(Items from a dataset)
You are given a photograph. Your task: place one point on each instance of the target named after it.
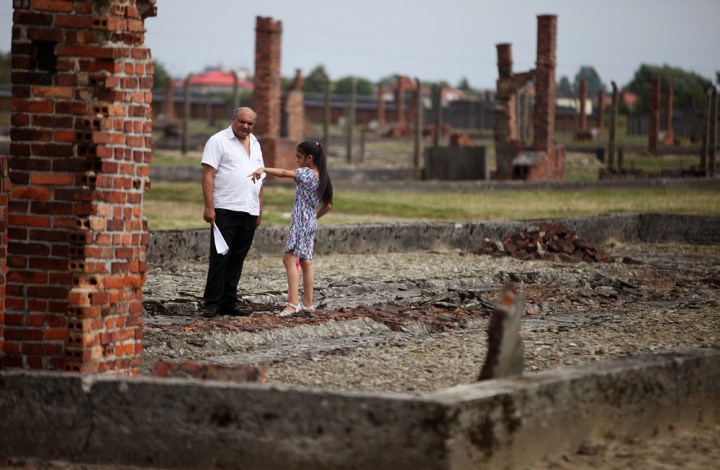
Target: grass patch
(180, 205)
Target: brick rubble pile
(548, 241)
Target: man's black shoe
(236, 312)
(211, 310)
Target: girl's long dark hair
(315, 149)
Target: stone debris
(547, 241)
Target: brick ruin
(542, 160)
(281, 123)
(72, 234)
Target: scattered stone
(197, 370)
(548, 241)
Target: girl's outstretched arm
(324, 209)
(279, 172)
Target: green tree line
(688, 87)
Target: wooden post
(236, 91)
(705, 150)
(186, 114)
(437, 108)
(327, 116)
(613, 127)
(713, 134)
(351, 118)
(654, 131)
(363, 136)
(418, 124)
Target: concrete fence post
(186, 114)
(437, 114)
(419, 109)
(612, 143)
(327, 115)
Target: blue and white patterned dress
(303, 220)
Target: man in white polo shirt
(233, 204)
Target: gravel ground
(416, 322)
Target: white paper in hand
(220, 244)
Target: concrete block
(507, 423)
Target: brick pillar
(294, 110)
(654, 131)
(79, 162)
(4, 189)
(381, 109)
(545, 84)
(400, 100)
(267, 91)
(582, 117)
(505, 113)
(669, 134)
(170, 103)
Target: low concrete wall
(509, 423)
(174, 245)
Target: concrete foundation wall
(179, 423)
(174, 245)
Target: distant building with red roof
(215, 81)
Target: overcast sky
(433, 39)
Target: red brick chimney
(79, 163)
(669, 134)
(654, 131)
(582, 117)
(545, 84)
(267, 83)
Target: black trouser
(238, 229)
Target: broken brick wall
(293, 123)
(79, 164)
(507, 142)
(267, 89)
(267, 99)
(4, 189)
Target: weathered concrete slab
(186, 245)
(509, 423)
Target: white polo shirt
(234, 189)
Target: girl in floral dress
(313, 190)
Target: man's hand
(209, 215)
(257, 174)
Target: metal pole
(437, 107)
(612, 142)
(713, 134)
(705, 152)
(351, 118)
(418, 124)
(236, 91)
(186, 114)
(327, 116)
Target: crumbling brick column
(400, 103)
(601, 111)
(654, 131)
(294, 110)
(79, 163)
(381, 108)
(545, 84)
(267, 83)
(582, 117)
(669, 134)
(170, 104)
(505, 113)
(4, 199)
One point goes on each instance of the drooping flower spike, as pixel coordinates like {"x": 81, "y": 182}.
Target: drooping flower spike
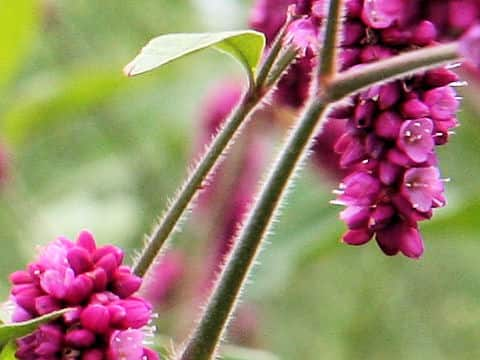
{"x": 388, "y": 146}
{"x": 107, "y": 317}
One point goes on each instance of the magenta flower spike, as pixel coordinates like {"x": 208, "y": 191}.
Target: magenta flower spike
{"x": 387, "y": 148}
{"x": 92, "y": 281}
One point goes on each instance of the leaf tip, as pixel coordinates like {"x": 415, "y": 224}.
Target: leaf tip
{"x": 129, "y": 69}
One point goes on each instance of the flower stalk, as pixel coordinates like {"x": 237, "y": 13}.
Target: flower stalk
{"x": 328, "y": 65}
{"x": 204, "y": 340}
{"x": 214, "y": 154}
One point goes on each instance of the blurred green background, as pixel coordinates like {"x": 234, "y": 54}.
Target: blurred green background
{"x": 92, "y": 149}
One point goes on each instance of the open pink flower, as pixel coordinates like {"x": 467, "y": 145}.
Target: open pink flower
{"x": 93, "y": 282}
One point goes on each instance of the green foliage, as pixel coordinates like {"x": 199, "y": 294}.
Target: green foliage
{"x": 18, "y": 21}
{"x": 94, "y": 152}
{"x": 65, "y": 99}
{"x": 14, "y": 331}
{"x": 8, "y": 351}
{"x": 245, "y": 46}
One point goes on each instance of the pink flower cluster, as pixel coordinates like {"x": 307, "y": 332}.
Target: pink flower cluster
{"x": 388, "y": 146}
{"x": 106, "y": 319}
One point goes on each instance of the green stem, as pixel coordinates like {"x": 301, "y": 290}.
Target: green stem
{"x": 205, "y": 338}
{"x": 365, "y": 76}
{"x": 197, "y": 178}
{"x": 331, "y": 41}
{"x": 273, "y": 53}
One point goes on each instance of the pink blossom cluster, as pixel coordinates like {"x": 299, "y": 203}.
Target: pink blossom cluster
{"x": 388, "y": 146}
{"x": 107, "y": 320}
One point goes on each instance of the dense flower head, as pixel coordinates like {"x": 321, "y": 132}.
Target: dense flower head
{"x": 107, "y": 317}
{"x": 391, "y": 130}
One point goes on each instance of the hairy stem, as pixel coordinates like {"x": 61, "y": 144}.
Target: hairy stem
{"x": 365, "y": 76}
{"x": 204, "y": 340}
{"x": 331, "y": 42}
{"x": 210, "y": 159}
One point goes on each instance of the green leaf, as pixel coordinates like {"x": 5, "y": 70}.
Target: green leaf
{"x": 13, "y": 331}
{"x": 8, "y": 351}
{"x": 18, "y": 21}
{"x": 245, "y": 46}
{"x": 230, "y": 352}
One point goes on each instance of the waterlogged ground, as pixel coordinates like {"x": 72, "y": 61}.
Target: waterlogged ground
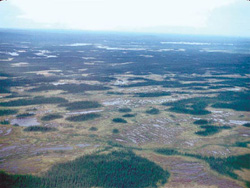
{"x": 92, "y": 92}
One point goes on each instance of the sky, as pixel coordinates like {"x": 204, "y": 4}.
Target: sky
{"x": 212, "y": 17}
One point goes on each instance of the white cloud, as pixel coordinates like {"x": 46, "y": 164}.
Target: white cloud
{"x": 115, "y": 14}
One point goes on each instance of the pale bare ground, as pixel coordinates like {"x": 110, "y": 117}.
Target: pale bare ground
{"x": 190, "y": 172}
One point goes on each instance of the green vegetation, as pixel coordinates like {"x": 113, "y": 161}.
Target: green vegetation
{"x": 246, "y": 125}
{"x": 210, "y": 130}
{"x": 119, "y": 120}
{"x": 83, "y": 117}
{"x": 79, "y": 105}
{"x": 24, "y": 115}
{"x": 238, "y": 101}
{"x": 201, "y": 122}
{"x": 225, "y": 166}
{"x": 194, "y": 106}
{"x": 242, "y": 144}
{"x": 5, "y": 122}
{"x": 153, "y": 94}
{"x": 125, "y": 110}
{"x": 39, "y": 129}
{"x": 70, "y": 88}
{"x": 116, "y": 169}
{"x": 153, "y": 111}
{"x": 93, "y": 129}
{"x": 50, "y": 117}
{"x": 129, "y": 115}
{"x": 7, "y": 112}
{"x": 115, "y": 131}
{"x": 34, "y": 101}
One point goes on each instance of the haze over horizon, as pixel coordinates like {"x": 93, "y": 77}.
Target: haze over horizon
{"x": 214, "y": 17}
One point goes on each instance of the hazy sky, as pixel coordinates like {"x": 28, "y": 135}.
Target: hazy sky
{"x": 221, "y": 17}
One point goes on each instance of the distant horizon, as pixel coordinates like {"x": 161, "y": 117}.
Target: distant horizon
{"x": 213, "y": 18}
{"x": 119, "y": 32}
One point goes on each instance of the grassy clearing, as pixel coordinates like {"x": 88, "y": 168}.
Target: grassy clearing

→ EXERCISE DESCRIPTION
Lines in the records above that carry the word "grassy" are to be located and copied.

→ EXERCISE OUTPUT
One point goes on each instance of the grassy clearing, as pixel coordinates like {"x": 88, "y": 168}.
Target: grassy clearing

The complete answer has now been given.